→ **EXERCISE TASK 1**
In the water temp thread, what is the hottest the water coming through the BE gets?

→ **EXCERPT TO READ**
# Water temp



## skylark (Feb 27, 2018)

Hi ... I'm still learning so bear with me but my water coming thru my BE won't get any hotter than 74 Celsius which, as I believe, is not optimum for extraction. I enter program mode, everything seems to work except that the clean me light won't illuminate. The program 4degrees (f) light seems to stick yet my water doesn't get any hotter?? I understand I need to be around the 90c mark, yes? It's never going anywhere near that. How do I reset the machine?

Sent from my CLT-L09 using Tapatalk


----------



## TomHughes (Dec 16, 2019)

skylark said:


> Hi ... I'm still learning so bear with me but my water coming thru my BE won't get any hotter than 74 Celsius which, as I believe, is not optimum for extraction. I enter program mode, everything seems to work except that the clean me light won't illuminate. The program 4degrees (f) light seems to stick yet my water doesn't get any hotter?? I understand I need to be around the 90c mark, yes? It's never going anywhere near that. How do I reset the machine?

Items in a dataset
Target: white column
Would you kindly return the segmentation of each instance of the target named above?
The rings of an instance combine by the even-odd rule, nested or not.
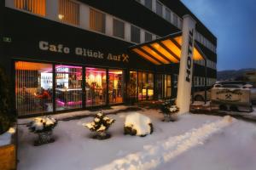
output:
[[[195,34],[195,21],[190,15],[183,16],[183,44],[179,65],[177,105],[179,114],[189,111],[193,75],[193,49]]]
[[[90,29],[90,7],[80,4],[80,26],[85,30]]]

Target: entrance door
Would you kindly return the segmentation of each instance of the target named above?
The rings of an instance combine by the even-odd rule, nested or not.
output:
[[[154,74],[138,72],[138,100],[154,99]]]

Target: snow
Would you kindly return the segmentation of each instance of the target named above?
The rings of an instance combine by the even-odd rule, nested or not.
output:
[[[137,130],[137,135],[150,134],[150,118],[138,112],[131,113],[126,116],[125,126]]]
[[[125,116],[131,112],[109,115],[116,122],[107,140],[90,139],[90,132],[84,131],[83,123],[93,117],[59,121],[54,129],[55,142],[38,147],[33,146],[37,135],[20,125],[18,169],[255,169],[254,123],[193,114],[163,122],[158,110],[139,113],[148,116],[154,128],[145,138],[123,134]]]
[[[15,128],[10,128],[6,133],[0,135],[0,146],[7,145],[11,143],[12,135],[15,133]]]

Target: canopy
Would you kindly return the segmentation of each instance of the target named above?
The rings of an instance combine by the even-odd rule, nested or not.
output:
[[[138,54],[154,65],[167,65],[178,63],[181,58],[182,32],[132,46],[130,51]],[[195,42],[195,60],[204,60],[204,54]]]

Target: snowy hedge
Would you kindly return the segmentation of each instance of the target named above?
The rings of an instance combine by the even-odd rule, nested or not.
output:
[[[51,116],[37,117],[27,126],[32,133],[49,132],[57,125],[57,121]]]
[[[153,133],[153,124],[150,118],[136,112],[126,116],[124,129],[125,134],[143,137]]]
[[[92,122],[83,124],[84,127],[88,128],[91,132],[96,133],[93,138],[97,139],[105,139],[110,137],[107,133],[107,130],[115,122],[114,119],[109,118],[100,112],[95,116]]]

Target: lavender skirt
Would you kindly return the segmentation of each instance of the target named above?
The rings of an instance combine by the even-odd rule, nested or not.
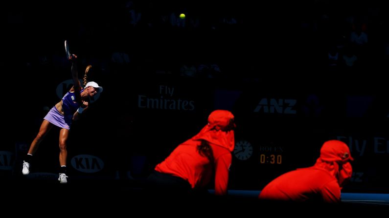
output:
[[[72,118],[73,115],[71,116]],[[72,118],[66,119],[57,110],[55,106],[53,107],[44,119],[61,128],[70,130]]]

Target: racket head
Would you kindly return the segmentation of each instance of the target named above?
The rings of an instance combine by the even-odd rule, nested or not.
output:
[[[65,52],[66,52],[66,58],[67,58],[68,60],[69,60],[70,59],[70,51],[69,50],[69,43],[66,40],[65,40]]]

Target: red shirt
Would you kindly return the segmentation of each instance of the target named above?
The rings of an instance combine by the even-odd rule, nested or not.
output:
[[[313,166],[280,176],[265,187],[259,198],[295,201],[315,198],[326,203],[338,203],[341,200],[341,188],[337,179],[329,172]]]
[[[231,152],[226,148],[210,143],[213,153],[212,164],[197,151],[200,140],[189,139],[179,145],[165,160],[157,165],[155,170],[180,177],[188,181],[192,188],[203,187],[211,180],[215,169],[215,191],[226,195],[231,164]]]

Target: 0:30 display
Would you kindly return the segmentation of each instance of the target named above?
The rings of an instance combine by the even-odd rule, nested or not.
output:
[[[261,163],[281,164],[282,162],[282,156],[281,155],[266,155],[262,154],[260,157],[259,161]]]

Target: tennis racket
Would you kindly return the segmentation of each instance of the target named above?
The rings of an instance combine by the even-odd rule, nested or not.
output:
[[[88,74],[88,72],[89,72],[89,69],[91,69],[91,67],[92,67],[92,65],[89,65],[87,67],[87,69],[85,69],[85,74],[84,75],[84,79],[83,79],[84,86],[87,84],[87,78],[88,78],[87,74]]]
[[[66,52],[66,58],[67,58],[68,60],[70,60],[70,51],[69,50],[69,43],[68,43],[68,41],[67,41],[66,40],[65,40],[65,52]]]

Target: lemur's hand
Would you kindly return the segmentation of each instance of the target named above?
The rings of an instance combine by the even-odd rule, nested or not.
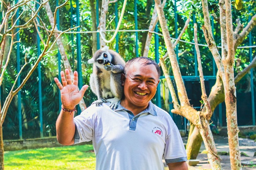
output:
[[[54,81],[60,90],[60,98],[63,107],[72,110],[74,109],[75,106],[81,101],[88,86],[84,85],[79,91],[77,85],[78,84],[77,72],[75,71],[74,72],[73,83],[68,70],[66,69],[65,72],[66,77],[64,71],[60,72],[63,85],[56,78],[54,78]]]
[[[113,67],[113,66],[114,66],[113,64],[109,63],[107,64],[105,64],[104,65],[104,68],[107,71],[111,71],[112,69],[112,67]]]

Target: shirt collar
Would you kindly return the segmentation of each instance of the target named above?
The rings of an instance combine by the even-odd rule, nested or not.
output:
[[[129,111],[126,108],[124,107],[123,106],[120,104],[120,102],[118,103],[118,106],[117,108],[114,109],[114,111],[120,111],[121,110],[124,110],[125,111]],[[157,114],[156,113],[156,111],[155,109],[155,107],[154,104],[151,101],[149,102],[148,103],[148,107],[147,108],[145,109],[144,111],[142,111],[140,113],[149,113],[150,114],[153,115],[153,116],[157,116]]]

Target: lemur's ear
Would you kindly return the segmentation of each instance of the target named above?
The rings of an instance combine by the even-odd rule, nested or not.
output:
[[[88,60],[88,63],[89,64],[93,64],[94,63],[94,59],[93,58]]]
[[[108,51],[108,50],[109,50],[109,47],[108,46],[106,45],[104,47],[103,47],[103,48],[102,48],[102,50],[106,52]]]

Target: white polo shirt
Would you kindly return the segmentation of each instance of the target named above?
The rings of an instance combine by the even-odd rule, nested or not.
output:
[[[134,116],[120,104],[92,105],[74,118],[75,143],[92,140],[96,170],[163,170],[166,163],[187,161],[182,140],[167,112],[151,102]]]

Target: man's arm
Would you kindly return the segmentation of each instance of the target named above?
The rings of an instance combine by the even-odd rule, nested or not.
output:
[[[188,170],[188,165],[185,162],[169,163],[167,164],[169,170]]]
[[[74,135],[75,126],[74,122],[74,111],[69,112],[67,110],[72,110],[75,109],[83,98],[85,91],[88,88],[87,85],[85,85],[80,91],[78,87],[78,74],[77,72],[74,72],[74,80],[73,83],[69,71],[68,69],[60,72],[61,81],[60,82],[57,78],[55,78],[54,81],[60,90],[60,98],[62,103],[61,110],[60,115],[56,122],[56,131],[57,139],[61,144],[65,145],[70,145],[74,144]]]

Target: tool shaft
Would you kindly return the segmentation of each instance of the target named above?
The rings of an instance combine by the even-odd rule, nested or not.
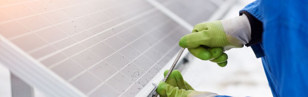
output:
[[[164,80],[163,80],[163,82],[165,82],[167,80],[167,79],[169,77],[169,75],[171,73],[171,72],[172,71],[173,71],[173,69],[174,69],[174,67],[175,67],[176,65],[176,63],[177,63],[177,62],[179,61],[179,60],[180,59],[180,58],[181,57],[181,56],[182,55],[182,54],[183,54],[183,52],[184,52],[184,50],[185,50],[185,48],[182,48],[181,49],[181,50],[180,51],[180,52],[179,54],[177,55],[177,56],[176,56],[176,58],[175,59],[175,60],[174,60],[174,62],[173,62],[173,63],[172,64],[172,65],[171,66],[171,67],[170,67],[170,69],[169,69],[169,71],[168,71],[168,73],[167,73],[167,74],[166,75],[166,76],[165,78],[164,78]],[[158,94],[156,93],[156,94],[155,95],[153,95],[154,97],[157,97],[157,96],[158,95]],[[152,96],[153,97],[153,96]]]
[[[170,69],[169,69],[169,71],[168,72],[168,73],[166,75],[166,76],[164,79],[164,80],[163,80],[163,82],[165,82],[167,80],[167,79],[169,77],[169,75],[171,73],[171,72],[172,72],[173,69],[174,69],[174,67],[175,67],[176,65],[177,62],[180,59],[180,58],[181,57],[182,54],[183,54],[183,52],[184,52],[184,50],[185,50],[185,48],[182,48],[181,49],[181,50],[180,51],[180,52],[177,55],[177,56],[176,56],[176,58],[175,59],[175,60],[174,60],[174,62],[173,62],[173,63],[172,64],[172,65],[171,66],[171,67],[170,67]]]

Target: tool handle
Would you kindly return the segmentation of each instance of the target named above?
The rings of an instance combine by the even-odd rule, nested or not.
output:
[[[176,58],[175,59],[175,60],[173,62],[173,63],[172,64],[172,65],[171,66],[170,69],[169,69],[169,71],[168,71],[168,73],[167,73],[167,74],[166,75],[166,76],[165,77],[165,78],[164,78],[164,79],[163,80],[163,82],[165,82],[167,80],[167,79],[169,77],[169,75],[170,75],[170,74],[171,73],[172,71],[173,71],[173,69],[174,69],[174,67],[175,67],[176,65],[176,64],[177,62],[179,61],[179,60],[180,59],[180,58],[181,57],[182,54],[183,54],[183,52],[184,52],[184,51],[185,50],[185,48],[182,48],[181,49],[181,50],[180,51],[180,52],[177,55]],[[155,95],[152,95],[152,97],[157,97],[157,96],[158,95],[158,94],[157,93],[156,93],[156,94]]]

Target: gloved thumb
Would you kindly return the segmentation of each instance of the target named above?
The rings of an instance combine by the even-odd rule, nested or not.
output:
[[[184,36],[180,40],[179,45],[182,47],[185,48],[195,48],[198,47],[202,43],[204,43],[203,41],[206,40],[205,38],[208,37],[205,37],[206,33],[203,30],[199,32],[192,33]]]

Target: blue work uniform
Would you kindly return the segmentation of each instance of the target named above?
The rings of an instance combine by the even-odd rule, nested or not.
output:
[[[308,97],[308,1],[257,0],[243,11],[263,23],[262,42],[250,46],[273,96]]]

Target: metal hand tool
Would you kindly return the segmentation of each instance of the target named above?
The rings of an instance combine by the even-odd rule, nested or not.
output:
[[[165,77],[165,78],[164,79],[164,80],[163,80],[163,82],[165,82],[167,80],[167,79],[169,77],[169,75],[170,75],[170,74],[171,73],[171,72],[173,71],[173,69],[174,69],[174,67],[175,67],[176,65],[176,63],[177,63],[177,62],[179,61],[179,60],[180,59],[180,58],[181,57],[181,56],[182,55],[182,54],[183,54],[183,52],[184,51],[184,50],[185,50],[185,48],[182,48],[181,49],[181,50],[180,51],[180,52],[179,53],[179,54],[177,55],[177,56],[176,56],[176,58],[175,59],[175,60],[174,60],[174,62],[173,62],[173,64],[172,64],[172,65],[171,66],[171,67],[170,68],[170,69],[169,69],[169,71],[168,72],[168,73],[166,75],[166,76]],[[155,95],[152,95],[152,97],[157,97],[157,96],[158,95],[158,94],[156,93]]]

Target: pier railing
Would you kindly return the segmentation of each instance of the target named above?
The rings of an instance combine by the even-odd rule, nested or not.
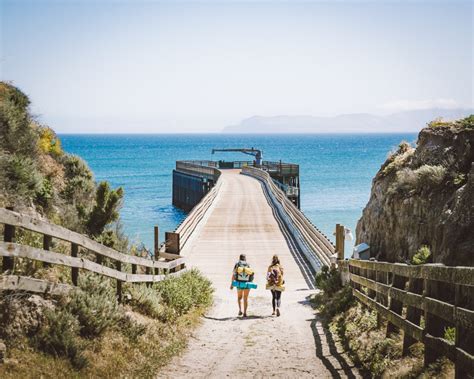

→ **EXERCISE TASK 2**
Rename "segmentation" to "mask" in the entries, from their first line through the line containing "[[[154,74],[138,72],[138,100],[154,99]]]", changing nothing else. Give only those lines, and leave the pictures out.

→ **WRITTEN ANSWER 1**
74 Celsius.

→ **WRITTEN ANSWER 2**
Target: white column
Would you kindly return the mask of each instance of the target named above?
The rings of an instance combine by the even-odd rule, nested or not.
output:
[[[195,34],[195,21],[190,15],[183,16],[183,44],[179,65],[177,105],[179,114],[189,111],[193,75],[193,49]]]
[[[90,29],[90,7],[80,4],[80,26],[85,30]]]

Target: entrance door
Would you kindly return the mask of each instance of the target named above?
The rings of an instance combine by the even-odd rule, nested or not.
output:
[[[154,74],[138,72],[138,100],[154,99]]]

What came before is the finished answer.